━━ Source records

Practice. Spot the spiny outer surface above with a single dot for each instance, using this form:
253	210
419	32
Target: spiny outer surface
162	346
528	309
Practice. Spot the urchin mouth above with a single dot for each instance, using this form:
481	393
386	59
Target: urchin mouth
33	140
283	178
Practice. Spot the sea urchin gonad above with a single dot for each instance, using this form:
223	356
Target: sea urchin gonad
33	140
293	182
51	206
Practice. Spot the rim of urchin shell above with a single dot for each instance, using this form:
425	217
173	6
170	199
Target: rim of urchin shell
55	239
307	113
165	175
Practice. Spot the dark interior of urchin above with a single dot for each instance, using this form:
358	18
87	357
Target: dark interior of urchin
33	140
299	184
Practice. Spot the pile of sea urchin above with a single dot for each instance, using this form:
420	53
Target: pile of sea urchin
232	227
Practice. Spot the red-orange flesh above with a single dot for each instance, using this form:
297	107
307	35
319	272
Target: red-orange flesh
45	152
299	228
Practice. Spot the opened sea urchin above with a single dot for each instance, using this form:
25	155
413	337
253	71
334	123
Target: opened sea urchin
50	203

━━━━

What is being asked »
Pull out all lines from the entries above that include the word "each".

Output below »
Practice. Spot the spiny outer surface above with a single dot for each instance, using this form:
Practice. Spot the urchin mouth above with a single dot for each instance, using this form:
Practice. Spot the sea urchin gonad above with a single dot for each instance, using this form:
Practice. Spot the rim of urchin shell above with a single dot for each instance, using this form:
Practice. Spot the dark interior of urchin above with a single dot for each instance, using this form:
Practice. Spot the pile of sea urchin above with a single dot for each instance, using this form:
Practice. Spot the red-orange flesh above with a single dot for each instance, using this form:
Practice. Spot the opened sea urchin above with a single dot for each instance, using this form:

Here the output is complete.